------ Source text

This application claims the benefit, under 35 U.S.C. §365 of International Application PCT/EP2006/065973, filed Sep. 4, 2006 which was published in accordance with PCT Article 21(2) on Mar. 22, 2007 in English and which claims the benefit of European patent application No. 05090261.8, filed Sep. 16, 2005.
The invention relates to a method and to an apparatus for transmitting or regaining watermark data embedded in an audio signal by using modifications of the phase of said audio signal.
Watermarking of audio signals intends to manipulate the audio signal in a way that the changes in the audio content cannot be recognised by the human auditory system. Most audio watermarking technologies add to the original audio signal a spread spectrum signal covering the whole frequency spectrum of the audio signal, or insert into the original audio signal one or more carriers which are modulated with a spread spectrum signal. There are many possibilities of watermarking to a more or less audible degree, and in a more or less robust way. The currently most prominent technology uses a psycho-acoustically shaped spread spectrum, see for instance WO-A-97/33391 and U.S. Pat. No. 6,061,793. This technology offers a good compromise between audibility and robustness, although its robustness is not optimum.
In an other technology the encoded data, i.e. the watermark, is hidden in the phase of the original audio signal by phase coding: W. Bender, D. Gruhl, N. Morimoto, A. Lu, “Techniques for Data Hiding”, IBM Systems Journal 35, Nos. 3&4, 1996, pp. 313-336.
A further technology is phase modulation:
S. S. Kuo, J. D. Johnston, W. Turin, S. R. Quackenbusch, “Covert Audio Watermarking using Perceptually Tuned Signal Independent Multiband Phase Modulation”, IEEE International Conference on Acoustics, Speech and Signal Processing (ICASSP), May 2002, vol. 2, IEEE Press, pp. 1753-1756.
However, for some types of audio signals it is not possible to retrieve and decode the spread spectrum at decoder side. If carriers modulated with spread spectrum sequences are used, it is possible to easily remove the carriers by applying notch filters.
A disadvantage of the above phase coding technique is that it is neither robust against cropping nor achieves an acceptable data rate, and both phase related techniques need the original audio signal for decoding and therefore the detector works in a non-blind manner.
The problem to be solved by the invention is to increase the watermark detection reliability at decoder side and to improve the robustness of the watermark signal, thereby still allowing blind detector operation in the decoder. This problem is solved by the methods disclosed in claims 1 and 3. Apparatuses that utilise these methods are disclosed in claims 2 and 4.
The invention uses phase modification of the audio signal for embedding the watermark signal data. A blind detection at decoder side is feasible, i.e. the original audio signal is not required for decoding the watermark signal. In the spectral domain, the phase of the audio signal can be manipulated by the phase of a reference phase sequence (e.g. a spread spectrum sequence or an m-sequence or a pseudo-random distribution of phase values between and including ‘−π’ and ‘+π’). This may include splitting the audio signal in overlapping blocks, transforming these blocks with the Fourier or any other time-to-frequency domain transform and changing the original phase based on pseudo-random numbers of a reference phase sequence and a model of the human auditory system, inversely (Fourier) transforming the phase-changed spectrum back into the time domain and carrying out an overlap/add on the blocks. The resulting changed audio signal sounds like the original one.

------------
------ Given records

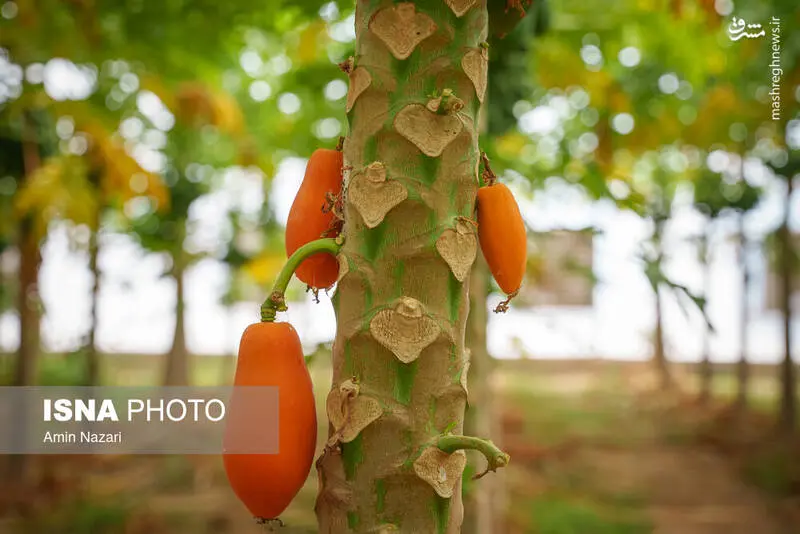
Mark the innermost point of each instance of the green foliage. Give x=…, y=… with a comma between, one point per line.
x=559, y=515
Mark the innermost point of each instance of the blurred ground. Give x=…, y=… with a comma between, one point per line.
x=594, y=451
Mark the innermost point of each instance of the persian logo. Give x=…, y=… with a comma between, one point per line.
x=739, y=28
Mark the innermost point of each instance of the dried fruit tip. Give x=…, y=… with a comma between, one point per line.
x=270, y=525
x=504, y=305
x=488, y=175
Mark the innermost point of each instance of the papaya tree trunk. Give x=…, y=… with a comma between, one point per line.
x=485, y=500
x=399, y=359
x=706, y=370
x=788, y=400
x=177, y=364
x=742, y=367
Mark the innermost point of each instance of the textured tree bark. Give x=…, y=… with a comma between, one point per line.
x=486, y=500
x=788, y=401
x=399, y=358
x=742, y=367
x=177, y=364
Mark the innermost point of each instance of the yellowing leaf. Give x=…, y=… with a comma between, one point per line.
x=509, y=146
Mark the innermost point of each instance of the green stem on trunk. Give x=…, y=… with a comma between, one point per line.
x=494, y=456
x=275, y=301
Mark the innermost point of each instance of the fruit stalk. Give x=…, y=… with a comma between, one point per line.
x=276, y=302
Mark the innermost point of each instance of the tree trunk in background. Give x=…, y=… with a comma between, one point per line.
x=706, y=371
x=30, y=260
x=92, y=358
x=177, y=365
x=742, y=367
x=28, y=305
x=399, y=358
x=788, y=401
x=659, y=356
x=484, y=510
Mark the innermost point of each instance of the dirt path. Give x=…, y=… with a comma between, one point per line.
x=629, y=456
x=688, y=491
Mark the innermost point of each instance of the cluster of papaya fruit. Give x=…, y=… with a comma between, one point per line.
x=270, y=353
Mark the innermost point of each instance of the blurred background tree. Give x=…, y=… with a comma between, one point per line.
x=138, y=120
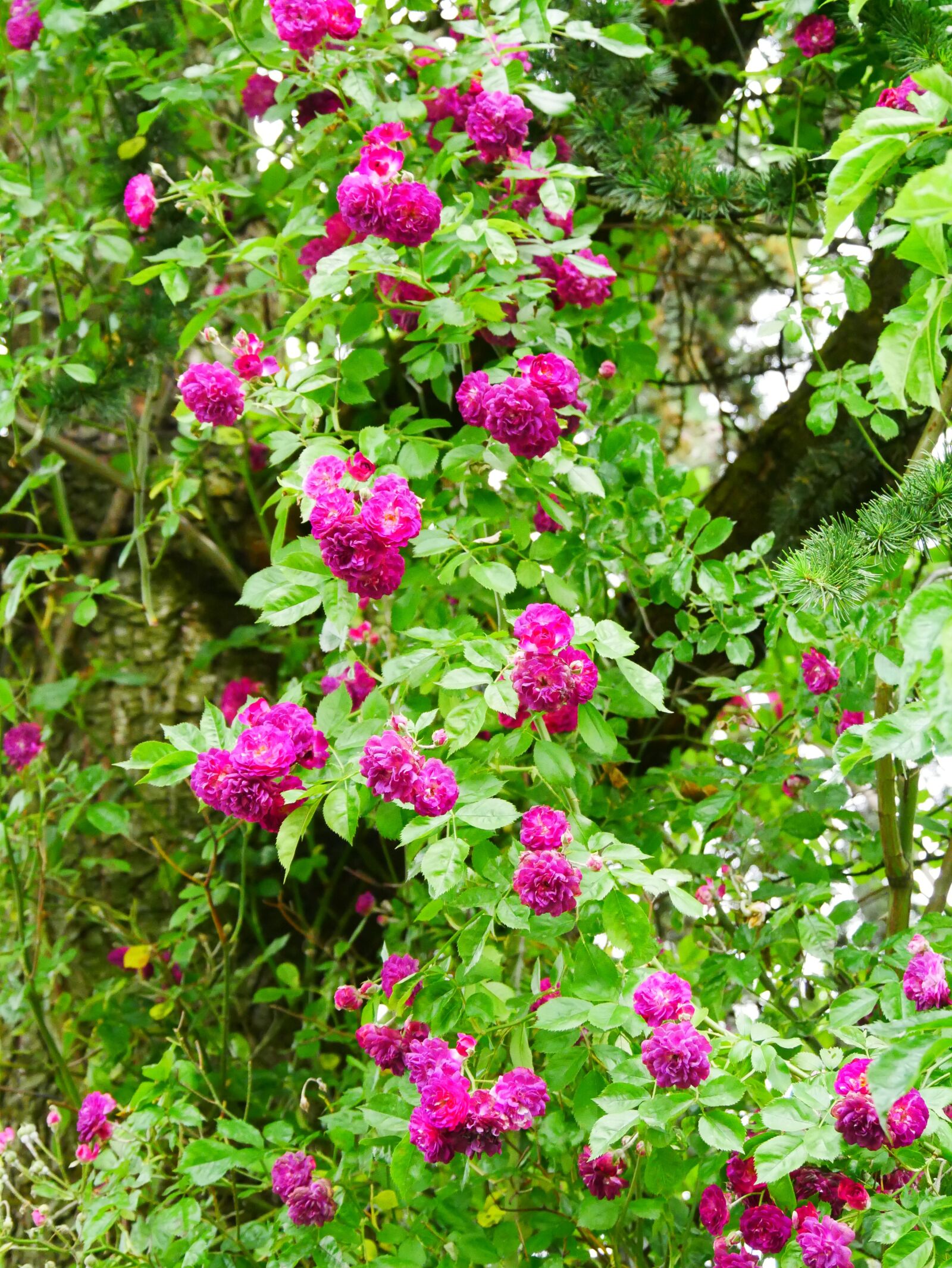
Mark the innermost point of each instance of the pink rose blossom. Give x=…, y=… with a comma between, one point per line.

------------

Stated problem A »
In the patent text, what does the invention use to embed the watermark signal data?
Stated problem B »
Filter the entries, copying each line that contains the string "green". Case counts.
The patent text and the entries are unrelated material.

Correct result A »
Phase modification of the audio signal.

Correct result B »
Mark the innermost point of each instance of the green foliage. Give x=…, y=… with a comma between, one point per line.
Mark the innermost point of each instance of the green stem on trunk. Give x=…, y=… with a comma between, one point per line.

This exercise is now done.